▶ _THE PROBLEM_
Make an exact copy of the records below, excluding images.

▶ _EXERCISE DATA_

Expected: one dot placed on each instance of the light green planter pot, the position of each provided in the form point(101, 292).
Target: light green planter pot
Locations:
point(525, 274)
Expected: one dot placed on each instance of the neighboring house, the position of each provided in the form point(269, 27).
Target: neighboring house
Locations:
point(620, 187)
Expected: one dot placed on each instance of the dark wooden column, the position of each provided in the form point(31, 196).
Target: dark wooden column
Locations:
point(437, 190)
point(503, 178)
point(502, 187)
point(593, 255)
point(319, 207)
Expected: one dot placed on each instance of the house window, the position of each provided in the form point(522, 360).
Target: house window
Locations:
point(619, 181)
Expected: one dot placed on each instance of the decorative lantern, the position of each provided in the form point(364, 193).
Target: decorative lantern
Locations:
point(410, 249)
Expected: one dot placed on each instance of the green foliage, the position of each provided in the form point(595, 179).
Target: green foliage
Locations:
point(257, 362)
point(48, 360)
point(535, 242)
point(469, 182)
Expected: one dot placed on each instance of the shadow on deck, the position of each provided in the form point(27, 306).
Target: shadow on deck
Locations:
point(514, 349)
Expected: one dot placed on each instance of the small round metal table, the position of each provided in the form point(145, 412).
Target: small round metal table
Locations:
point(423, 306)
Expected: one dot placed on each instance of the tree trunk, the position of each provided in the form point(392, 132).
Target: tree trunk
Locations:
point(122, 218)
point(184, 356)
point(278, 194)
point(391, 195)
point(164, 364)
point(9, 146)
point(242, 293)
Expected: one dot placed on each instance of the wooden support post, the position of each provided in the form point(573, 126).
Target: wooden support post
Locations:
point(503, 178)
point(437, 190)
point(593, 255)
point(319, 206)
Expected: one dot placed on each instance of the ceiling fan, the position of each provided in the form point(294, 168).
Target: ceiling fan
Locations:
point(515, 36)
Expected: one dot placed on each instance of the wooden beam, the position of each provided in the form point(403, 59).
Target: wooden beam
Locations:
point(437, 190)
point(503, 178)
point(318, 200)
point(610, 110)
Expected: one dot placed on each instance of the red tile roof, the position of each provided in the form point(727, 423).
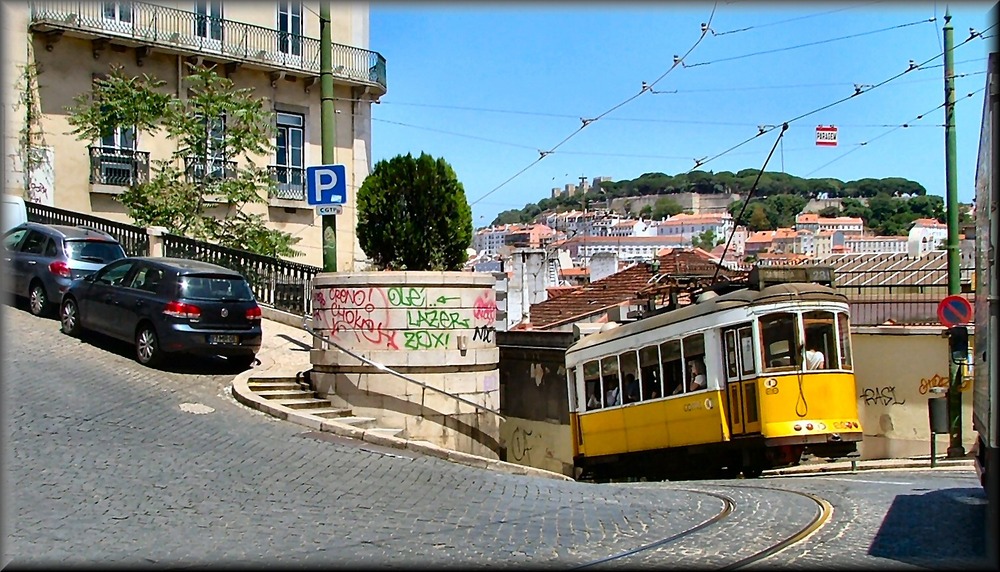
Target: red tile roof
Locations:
point(618, 288)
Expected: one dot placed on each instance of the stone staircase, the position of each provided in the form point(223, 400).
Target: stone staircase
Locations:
point(296, 394)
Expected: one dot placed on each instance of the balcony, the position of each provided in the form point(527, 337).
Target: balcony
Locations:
point(198, 169)
point(146, 26)
point(114, 167)
point(290, 183)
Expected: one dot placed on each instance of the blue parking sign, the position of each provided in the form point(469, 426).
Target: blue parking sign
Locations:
point(326, 185)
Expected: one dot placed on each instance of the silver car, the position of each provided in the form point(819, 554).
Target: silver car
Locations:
point(43, 259)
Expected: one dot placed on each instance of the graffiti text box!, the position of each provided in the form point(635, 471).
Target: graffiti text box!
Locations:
point(403, 298)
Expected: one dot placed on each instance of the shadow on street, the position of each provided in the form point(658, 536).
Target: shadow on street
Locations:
point(938, 530)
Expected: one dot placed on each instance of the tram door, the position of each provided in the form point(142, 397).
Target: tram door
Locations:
point(741, 381)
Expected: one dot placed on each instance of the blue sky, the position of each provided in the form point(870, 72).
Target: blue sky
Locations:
point(489, 86)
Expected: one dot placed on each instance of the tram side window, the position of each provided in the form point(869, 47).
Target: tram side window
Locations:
point(778, 333)
point(821, 340)
point(612, 384)
point(746, 349)
point(631, 391)
point(673, 369)
point(694, 356)
point(592, 385)
point(844, 329)
point(649, 367)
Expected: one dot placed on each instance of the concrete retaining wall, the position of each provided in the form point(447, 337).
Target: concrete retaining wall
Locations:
point(434, 327)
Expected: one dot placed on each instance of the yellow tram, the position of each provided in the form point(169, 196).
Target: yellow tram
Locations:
point(743, 381)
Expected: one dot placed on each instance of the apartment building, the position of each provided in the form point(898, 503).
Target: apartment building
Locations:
point(691, 225)
point(271, 47)
point(815, 223)
point(876, 244)
point(582, 248)
point(490, 241)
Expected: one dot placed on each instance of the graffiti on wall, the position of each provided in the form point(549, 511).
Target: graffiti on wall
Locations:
point(402, 317)
point(884, 396)
point(941, 381)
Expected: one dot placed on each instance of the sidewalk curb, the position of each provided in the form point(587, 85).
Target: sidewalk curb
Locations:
point(869, 465)
point(241, 391)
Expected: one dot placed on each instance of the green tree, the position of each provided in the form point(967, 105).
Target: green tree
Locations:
point(758, 219)
point(413, 215)
point(216, 129)
point(666, 207)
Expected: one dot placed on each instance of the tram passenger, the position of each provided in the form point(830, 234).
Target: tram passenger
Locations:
point(613, 397)
point(631, 388)
point(698, 380)
point(814, 357)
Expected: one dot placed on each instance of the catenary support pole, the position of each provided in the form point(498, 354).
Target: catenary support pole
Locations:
point(955, 448)
point(328, 128)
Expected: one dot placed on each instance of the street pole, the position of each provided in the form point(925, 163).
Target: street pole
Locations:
point(328, 128)
point(955, 448)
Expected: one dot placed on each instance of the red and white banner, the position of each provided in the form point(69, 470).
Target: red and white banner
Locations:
point(826, 135)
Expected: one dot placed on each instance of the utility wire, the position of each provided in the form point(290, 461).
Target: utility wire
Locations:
point(714, 33)
point(678, 60)
point(894, 129)
point(816, 43)
point(763, 130)
point(739, 217)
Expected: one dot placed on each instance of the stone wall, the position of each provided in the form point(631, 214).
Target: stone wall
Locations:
point(436, 328)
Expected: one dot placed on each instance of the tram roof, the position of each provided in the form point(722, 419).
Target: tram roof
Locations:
point(736, 299)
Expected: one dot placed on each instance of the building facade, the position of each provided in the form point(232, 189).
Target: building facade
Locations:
point(272, 48)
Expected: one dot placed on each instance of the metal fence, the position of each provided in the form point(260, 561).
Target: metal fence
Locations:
point(891, 297)
point(133, 238)
point(275, 282)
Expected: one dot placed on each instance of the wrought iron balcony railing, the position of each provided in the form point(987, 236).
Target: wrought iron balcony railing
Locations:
point(118, 167)
point(225, 40)
point(200, 169)
point(290, 182)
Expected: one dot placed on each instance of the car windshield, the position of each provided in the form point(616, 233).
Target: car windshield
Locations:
point(99, 251)
point(226, 288)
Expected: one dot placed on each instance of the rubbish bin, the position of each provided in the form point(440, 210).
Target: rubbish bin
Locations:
point(937, 409)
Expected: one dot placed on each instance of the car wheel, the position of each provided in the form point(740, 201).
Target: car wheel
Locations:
point(38, 300)
point(147, 346)
point(69, 318)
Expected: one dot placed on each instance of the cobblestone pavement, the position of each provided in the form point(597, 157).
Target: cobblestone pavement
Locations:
point(108, 461)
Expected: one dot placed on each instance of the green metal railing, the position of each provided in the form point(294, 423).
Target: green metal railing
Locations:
point(198, 33)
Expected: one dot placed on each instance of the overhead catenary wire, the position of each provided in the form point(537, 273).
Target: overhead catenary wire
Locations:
point(739, 217)
point(857, 93)
point(894, 129)
point(808, 44)
point(678, 60)
point(796, 19)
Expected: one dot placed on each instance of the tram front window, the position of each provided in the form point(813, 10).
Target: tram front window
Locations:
point(821, 340)
point(844, 329)
point(780, 340)
point(673, 369)
point(592, 385)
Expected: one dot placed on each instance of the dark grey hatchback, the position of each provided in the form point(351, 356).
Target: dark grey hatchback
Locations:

▶ _OUTPUT FOR THIS TASK_
Expected: one dot placed on each instance of the light green planter pot, the position of each provided in the form point(101, 292).
Target: light green planter pot
Locations:
point(525, 274)
Expected: one dot placed on each instance of the neighboring house, the position of each provided in the form point(269, 27).
Target: neighboring house
Locations:
point(620, 187)
Expected: one dot placed on each instance of the dark wooden column, the position of each provided in the form point(31, 196).
Target: dark wooden column
Locations:
point(437, 190)
point(503, 178)
point(502, 187)
point(593, 255)
point(319, 207)
Expected: one dot placed on each instance of the house window, the position of each provided in the form point(522, 360).
Target: house window
Locations:
point(619, 181)
Expected: one dot placed on each instance of the decorative lantern, the position of each provided in the form point(364, 193).
Target: decorative lantern
Locations:
point(410, 249)
Expected: one dot placed on each instance of the green foliage, the position of each provided in the form point(595, 179).
Target: green foliage
Locations:
point(257, 362)
point(48, 360)
point(535, 242)
point(469, 182)
Expected: one dot placed on each instance of the shadow on deck, the position of each provided in the form point(27, 306).
Target: shadow on deck
Locations:
point(514, 349)
Expected: one dot placed on each instance of the small round metal table, the position of each provided in the form point(145, 412).
Target: small round metal table
Locations:
point(423, 306)
Expected: one dot placed on each instance of the tree trunk, the position of each provided in the form point(392, 132).
Target: tree trunk
Locations:
point(122, 218)
point(184, 356)
point(278, 194)
point(391, 195)
point(164, 364)
point(9, 146)
point(242, 293)
Expected: one dot placed on each instance of the wooden support post, the position of each provided in the form point(573, 126).
Target: wooden support post
Locations:
point(503, 178)
point(437, 190)
point(593, 255)
point(319, 206)
Expected: one dot placed on each instance of the ceiling fan, the position of each provided in the form point(294, 168).
Target: ceiling fan
Locations:
point(515, 36)
Expected: one dot placed on each instance of the wooden beam, the position of each provided in the form point(403, 59).
Target: wooden beam
Locations:
point(437, 190)
point(503, 178)
point(318, 200)
point(610, 110)
Expected: one dot placed on each instance of the red tile roof, the position of each provided in the form point(727, 423).
Target: red tile roof
Locations:
point(618, 288)
Expected: one dot placed on each instance of the stone staircase, the position of each provided in the form point(223, 400).
Target: stone staircase
Locations:
point(296, 394)
Expected: one dot placed on each instance of the balcony, the position of each provided in the form point(527, 337).
Target: balcony
Locations:
point(198, 169)
point(146, 26)
point(114, 167)
point(290, 183)
Expected: one dot placed on each instance of the blue parking sign, the position of each provided in the form point(469, 426).
Target: blue parking sign
Locations:
point(326, 185)
Expected: one dot placed on each instance of the silver car, the position of each provided in the form point(819, 554).
Target: silver car
Locations:
point(43, 259)
Expected: one dot placed on each instance of the graffiti text box!, the position of each provided in the form point(635, 471).
Target: graffiti text box!
Locations:
point(403, 298)
Expected: one dot placed on each instance of the shadow on street, the position of each provided in the form point(658, 536).
Target: shadow on street
Locations:
point(938, 530)
Expected: one dot placed on each instance of the tram door, the position of each provided in the form point(142, 397).
Target: tram door
Locations:
point(741, 381)
Expected: one dot placed on each instance of the blue sky, the position of each provided in the form point(870, 72).
Target: blue sky
Locations:
point(489, 86)
Expected: one dot placed on each instance of the tram side window, the position of each provided in the form point(869, 47).
Target: tram side window
Locations:
point(778, 333)
point(821, 340)
point(612, 384)
point(746, 349)
point(631, 391)
point(673, 369)
point(694, 356)
point(592, 385)
point(844, 329)
point(649, 367)
Expected: one dot placed on each instance of the concrete retaining wall, the position of each provided in the form point(447, 337).
Target: concrete retaining wall
Locations:
point(434, 327)
Expected: one dot placed on each instance of the yellow tram, the position of each provided in the form point(169, 196).
Target: yellow tram
Locations:
point(743, 381)
Expected: one dot placed on each instance of the apartment building, the position of each provided in the form point(898, 503).
Target: apartment building
Locations:
point(691, 225)
point(271, 47)
point(815, 223)
point(876, 244)
point(582, 248)
point(490, 241)
Expected: one dot placed on each instance of the graffiti on wall, the position of each provided in the form point(549, 511).
Target: graffiti on wall
Locations:
point(402, 317)
point(884, 396)
point(941, 381)
Expected: one dot placed on each instance of the sidewalk curb, the position of each provided in the form point(587, 85).
Target: sidewalk curb
Locations:
point(869, 465)
point(241, 391)
Expected: one dot placed on each instance of the green tree, the position of each provided in the form point(967, 105).
Target: green tree
Locations:
point(758, 219)
point(413, 215)
point(216, 129)
point(666, 207)
Expected: one dot placed on each instance of the tram passenger, the position of each provided in the form point(830, 234).
Target: tram passenger
Locations:
point(613, 397)
point(631, 388)
point(698, 380)
point(814, 357)
Expected: one dot placed on each instance of the catenary support pole, the position of each provided in the form point(498, 354).
Target: catenary support pole
Locations:
point(955, 448)
point(328, 128)
Expected: one dot placed on each instance of the street pole, the position of each provided in the form point(925, 163).
Target: street pole
Locations:
point(328, 128)
point(955, 448)
Expected: one dot placed on each instance of the red and white banner, the position of each provided in the form point(69, 470).
Target: red and white banner
Locations:
point(826, 135)
Expected: one dot placed on each instance of the utility wire, the position of each provided in the form point(290, 461).
Target: utility wire
Locations:
point(714, 33)
point(678, 60)
point(894, 129)
point(816, 43)
point(763, 130)
point(739, 217)
Expected: one dot placed on each instance of the stone wall, the position of each provided in the form point(631, 214).
Target: stone wall
Locations:
point(436, 328)
Expected: one dot placed on each instance of the tram roof, the position of each provided in the form point(722, 419).
Target: tram roof
Locations:
point(736, 299)
Expected: one dot placed on each instance of the building facade, the position of each provided in the form point(232, 189).
Target: building facade
Locations:
point(272, 48)
Expected: one dot placed on each instance of the metal fence, the position of each provided in the form point(260, 561).
Target: metal fence
Locations:
point(891, 297)
point(133, 238)
point(275, 282)
Expected: one dot placed on each instance of the wrought iron balcony railing, the position of each provided in the form point(987, 236).
Target: wrought iron balcony railing
Locations:
point(118, 167)
point(225, 40)
point(200, 169)
point(290, 182)
Expected: one dot placed on each instance of the car windshield, the position of each provided in the form point(616, 233).
Target: car windshield
Locations:
point(99, 251)
point(226, 288)
Expected: one dot placed on each instance of the rubbish bin, the position of each provided in the form point(440, 210).
Target: rubbish bin
Locations:
point(937, 409)
Expected: one dot placed on each instance of the car wheel, the position of each provided in the form point(740, 201).
Target: car wheel
Locations:
point(38, 300)
point(147, 346)
point(69, 318)
Expected: one dot placed on each instance of the cobblestone pavement, the position of each provided in the form point(597, 157).
Target: cobblestone pavement
Locations:
point(108, 461)
Expected: one dot placed on each instance of the green metal railing, the position of each provided in the form point(294, 423).
Target: green metal railing
Locations:
point(198, 33)
Expected: one dot placed on each instance of the overhead catenary wire, the position of each provided in the form point(537, 273).
Target: overhead catenary wire
Locations:
point(739, 217)
point(857, 93)
point(894, 129)
point(808, 44)
point(678, 60)
point(796, 19)
Expected: one dot placed on each instance of the tram front window, the position of each provided in the form point(813, 10).
Target: tram front window
Locations:
point(821, 340)
point(844, 329)
point(780, 340)
point(673, 369)
point(592, 385)
Expected: one dot placed on each instance of the dark grey hatchback, the position of each provided in the form point(351, 356).
Target: dark grey hatchback
Locations:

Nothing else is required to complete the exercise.